• PROVIDED PASSAGE

RELATED ARTICLES IN THIS WEBSITE: TANG, SONG AND YUAN DYNASTIES factsanddetails.com; SONG DYNASTY (A.D.960-1279) factsanddetails.com; SONG DYNASTY (960-1279) ADVANCES factsanddetails.com; SONG DYNASTY (960-1279) ECONOMICS AND AGRICULTURE factsanddetails.com; SU SHI (SU DONGPO)—THE QUINTESSENTIAL SCHOLAR-OFFICIAL-POET factsanddetails.com; SONG DYNASTY LIFE factsanddetails.com; WANG ANSHI, HIS REFORMS AND HIS BATTLE WITH SIMA GUANG factsanddetails.com; SONG DYNASTY LIFE factsanddetails.com; SONG DYNASTY CULTURE: TEA-HOUSE THEATER, POETRY AND CHEAP BOOKS factsanddetails.com; SONG DYNASTY ART, PAINTING AND CALLIGRAPHY SONG DYNASTY factsanddetails.com; LANDSCAPE, ANIMAL, RELIGIOUS AND FIGURE PAINTING factsanddetails.com; SONG DYNASTY CERAMICS factsanddetails.com
Scholar-Officials During the Song Dynasty
According to Columbia University’s Asia for Educators: “The Song period saw the full flowering of one of the most distinctive features of Chinese civilization — the scholar-official class certified through highly competitive civil service examinations. Most scholars came from the landholding class, but they acquired prestige from their learning and political clout by serving in office. In a society in which most people were illiterate, scholar-officials stood out by virtue of their reading and writing skills. Their Confucian education encouraged them to aspire for government service, but also to speak up when they thought others were pursuing the wrong course, making them courageous critics of power. [Source: Asia for Educators, Columbia University, Consultants Patricia Ebrey and Conrad Schirokauer afe.easia.columbia.edu/song ]
“The officials of the Song dynasty approached the task of government with the inspiration of a reinvigorated Confucianism, which historians refer to as “Neo-Confucianism.” As with any group of scholars and officials, different individuals had different understandings of just what concrete measures would best realize the moral ideals articulated in the Analects and Mencius. Such disagreements could be quite serious and could make or unmake careers. [Source: Asia for Educators, Columbia University, Primary Sources with DBQs, afe.easia.columbia.edu ]
Success as a scholar-official was often defined in terms of knowledge on the Five Confucian Classics — 1) Classic of Poetry (Shijing); 2) Classic of History (Shujing); 3) Classic of Changes (Yijing); 4) Record of Rites (Liji); and 5) Chronicles of the Spring and Autumn Period (Chunqiu)— and The Four Books — 1) The Great Learning (Daxue); 2) The Doctrine of the Mean (Zhongyong); 3) The Analects of Confucius (Lunyu); and 4) The Mencius (Mengzi).

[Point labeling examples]
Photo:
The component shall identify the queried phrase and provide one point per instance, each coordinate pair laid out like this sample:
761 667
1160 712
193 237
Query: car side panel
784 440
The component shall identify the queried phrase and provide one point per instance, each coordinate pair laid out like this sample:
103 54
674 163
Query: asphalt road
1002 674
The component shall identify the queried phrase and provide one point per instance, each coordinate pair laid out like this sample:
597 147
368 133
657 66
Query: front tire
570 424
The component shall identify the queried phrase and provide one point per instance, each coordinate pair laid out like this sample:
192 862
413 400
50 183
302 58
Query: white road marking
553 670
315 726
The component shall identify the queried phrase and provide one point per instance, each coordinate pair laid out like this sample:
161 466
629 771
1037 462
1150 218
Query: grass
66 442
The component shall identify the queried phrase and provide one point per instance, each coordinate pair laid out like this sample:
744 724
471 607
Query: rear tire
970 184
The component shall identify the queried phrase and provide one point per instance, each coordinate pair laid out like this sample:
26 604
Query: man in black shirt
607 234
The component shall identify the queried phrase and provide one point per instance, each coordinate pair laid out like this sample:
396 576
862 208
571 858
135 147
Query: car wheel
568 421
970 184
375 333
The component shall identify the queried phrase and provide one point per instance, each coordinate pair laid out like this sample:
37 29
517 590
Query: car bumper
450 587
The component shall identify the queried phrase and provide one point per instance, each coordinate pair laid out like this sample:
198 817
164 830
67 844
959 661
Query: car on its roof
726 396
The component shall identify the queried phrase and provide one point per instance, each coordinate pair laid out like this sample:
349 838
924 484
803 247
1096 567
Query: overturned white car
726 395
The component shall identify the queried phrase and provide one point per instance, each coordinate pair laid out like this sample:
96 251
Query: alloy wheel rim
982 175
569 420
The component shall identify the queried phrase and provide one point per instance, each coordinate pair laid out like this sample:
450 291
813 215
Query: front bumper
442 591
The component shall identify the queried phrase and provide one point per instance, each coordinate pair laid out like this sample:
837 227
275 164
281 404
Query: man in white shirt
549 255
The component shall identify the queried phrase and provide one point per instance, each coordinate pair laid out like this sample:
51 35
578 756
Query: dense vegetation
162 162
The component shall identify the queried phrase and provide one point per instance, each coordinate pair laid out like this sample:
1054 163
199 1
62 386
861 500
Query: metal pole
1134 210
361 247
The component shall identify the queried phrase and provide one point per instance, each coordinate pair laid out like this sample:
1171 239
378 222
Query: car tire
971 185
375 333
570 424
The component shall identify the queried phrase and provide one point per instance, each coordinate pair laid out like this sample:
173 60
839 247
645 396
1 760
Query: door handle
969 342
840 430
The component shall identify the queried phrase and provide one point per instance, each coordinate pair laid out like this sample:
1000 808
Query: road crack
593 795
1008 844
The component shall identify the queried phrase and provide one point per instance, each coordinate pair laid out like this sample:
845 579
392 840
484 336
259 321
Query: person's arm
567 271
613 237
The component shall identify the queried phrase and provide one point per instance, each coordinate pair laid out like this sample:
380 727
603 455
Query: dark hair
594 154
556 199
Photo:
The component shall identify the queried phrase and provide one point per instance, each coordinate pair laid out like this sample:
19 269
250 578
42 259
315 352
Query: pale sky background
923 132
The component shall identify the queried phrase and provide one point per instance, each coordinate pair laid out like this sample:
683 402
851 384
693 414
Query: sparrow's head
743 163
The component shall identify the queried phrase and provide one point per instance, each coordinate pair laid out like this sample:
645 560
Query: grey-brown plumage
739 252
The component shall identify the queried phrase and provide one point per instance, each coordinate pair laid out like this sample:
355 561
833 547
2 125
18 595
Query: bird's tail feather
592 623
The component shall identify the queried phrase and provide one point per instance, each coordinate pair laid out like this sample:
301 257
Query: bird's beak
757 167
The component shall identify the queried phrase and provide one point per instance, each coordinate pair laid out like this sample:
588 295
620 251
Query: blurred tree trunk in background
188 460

• TASKS AND EXERCISES
1. According to the passage on Song dynasty scholar-officials, why did scholar-officials stand out in their society?
2. Which works make up the Five Confucian Classics, as listed in the passage on Song dynasty scholar-officials?
3. Write what comes next in the passage on Song dynasty scholar-officials, picking up after its final sentence.

• ANSWERS BY TASK
1. Most people in Song society were illiterate, so scholar-officials stood out because of their reading and writing skills.

2.
1. Classic of Poetry (Shijing)
2. Classic of History (Shujing)
3. Classic of Changes (Yijing)
4. Record of Rites (Liji)
5. Chronicles of the Spring and Autumn Period (Chunqiu)

3.
Neo-Confucianism in the Song Period
According to Columbia University’s Asia for Educators: “ There was a vigorous revival of Confucianism in the Song period. Confucian teachings were central to the civil service examination system, the identity of the scholar-official class, the family system, and political discourse. Confucianism had naturally changed over the centuries since the time of Confucius (ca. 500 B.C.). Confucius’s own teachings, recorded by his followers in “The Analects”, were still a central element, as were the texts that came to be called the Confucian classics, which included early poetry, historical records, moral and ritual injunctions, and a divination manual. But the issues stressed by Confucian teachers changed as Confucianism became closely associated with the state from about 100 B.C. on, and as it had to face competition from Buddhism, from the second century CE onward. Confucian teachers responded to the challenge of Buddhist metaphysics by developing their own account of the natural and human world. [Source: Asia for Educators, Columbia University, Consultants Patricia Ebrey and Conrad Schirokauer afe.easia.columbia.edu/song ]
“With roots in the late Tang dynasty, the Confucian revival flourished in the Northern and Southern Song periods and continued in the Yuan, Ming, and Qing dynasties that followed. The revived Confucianism of the Song period (often called Neo-Confucianism) emphasized self-cultivation as a path not only to self-fulfillment but to the formation of a virtuous and harmonious society and state.
“The revival of Confucianism in Song times was accomplished by teachers and scholar-officials who gave Confucian teachings new relevance. Scholar-officials of the Song such as Fan Zhongyan (989-1052) and Sima Guang (1019-1086) provided compelling examples of the man who put service to the state above his personal interest.”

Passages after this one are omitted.